• [WHAT YOU SHOULD DO]: Your task is to print every entry below exactly as given.

--- Start of DATA PROVIDED ---

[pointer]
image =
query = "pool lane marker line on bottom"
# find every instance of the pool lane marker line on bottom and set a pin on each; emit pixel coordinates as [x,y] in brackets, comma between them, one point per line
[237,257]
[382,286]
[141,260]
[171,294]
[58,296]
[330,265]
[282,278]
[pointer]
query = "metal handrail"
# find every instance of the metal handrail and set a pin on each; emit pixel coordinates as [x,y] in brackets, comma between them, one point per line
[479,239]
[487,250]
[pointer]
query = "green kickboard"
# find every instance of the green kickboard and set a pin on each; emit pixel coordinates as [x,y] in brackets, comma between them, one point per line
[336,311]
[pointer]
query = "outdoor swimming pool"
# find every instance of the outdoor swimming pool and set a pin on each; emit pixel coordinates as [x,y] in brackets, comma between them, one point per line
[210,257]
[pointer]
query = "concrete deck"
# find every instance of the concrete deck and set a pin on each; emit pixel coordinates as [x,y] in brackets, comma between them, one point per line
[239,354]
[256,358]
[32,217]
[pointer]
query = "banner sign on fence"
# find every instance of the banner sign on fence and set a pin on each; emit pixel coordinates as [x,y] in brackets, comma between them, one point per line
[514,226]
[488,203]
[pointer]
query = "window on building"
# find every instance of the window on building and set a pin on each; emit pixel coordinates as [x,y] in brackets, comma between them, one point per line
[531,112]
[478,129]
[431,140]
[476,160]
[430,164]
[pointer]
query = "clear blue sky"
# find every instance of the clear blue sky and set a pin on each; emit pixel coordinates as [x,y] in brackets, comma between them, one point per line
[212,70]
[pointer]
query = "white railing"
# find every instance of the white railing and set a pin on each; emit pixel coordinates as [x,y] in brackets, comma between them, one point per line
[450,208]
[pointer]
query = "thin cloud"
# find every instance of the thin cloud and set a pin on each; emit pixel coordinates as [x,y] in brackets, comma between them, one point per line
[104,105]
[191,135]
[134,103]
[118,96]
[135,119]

--- End of DATA PROVIDED ---

• [RESPONSE BELOW]:
[pointer]
image =
query = "pool lane marker line on bottom"
# find every instance of the pool lane marker line on bottom and set a pin on each; emit pixel coordinates as [x,y] in brackets, comma between them, one point per line
[237,257]
[382,286]
[141,260]
[171,294]
[58,296]
[330,265]
[282,278]
[pointer]
query = "metal handrail"
# find every instance of the metal handrail and set a pin on each; emit pixel coordinates as [x,y] in brackets, comma between them, one point per line
[479,239]
[487,250]
[pointer]
query = "green kickboard"
# find every instance of the green kickboard and set a pin on each; emit pixel coordinates as [x,y] in brackets, comma between them, one point per line
[336,311]
[pointer]
query = "outdoor swimming pool"
# find every instance of the outdoor swimming pool and set a pin on each; emit pixel coordinates as [x,y] in brackets, comma between them, one point per line
[210,257]
[pointer]
query = "concrete deck"
# find every instance of the concrete deck and set a pin on each; emit pixel coordinates as [x,y] in brackets, comma between them, one point per line
[239,354]
[256,358]
[32,217]
[pointer]
query = "banner sign on fence"
# find every instance of the banner sign on fence and set a pin on each; emit pixel coordinates as [x,y] in brackets, comma between them, one point per line
[514,226]
[488,203]
[pointer]
query = "window on building"
# find every instance of the window on building and set a pin on each; emit pixel coordinates as [x,y] in brackets, comma between them, one point per line
[531,112]
[478,129]
[431,140]
[476,160]
[430,164]
[pointer]
query = "clear blue sky"
# find every instance of the clear blue sky and set a pin on each; emit pixel coordinates as [x,y] in brackets, comma between them, one point per line
[212,70]
[pointer]
query = "white railing"
# find every instance of the white railing and set a pin on each; emit pixel coordinates as [x,y] in brackets, comma between them, one point per line
[450,208]
[pointer]
query = "thin cloud"
# find every instance of the thin cloud and set a pin on each; emit pixel coordinates as [x,y] in brackets, comma between them, one point per line
[104,105]
[191,135]
[134,103]
[118,96]
[135,119]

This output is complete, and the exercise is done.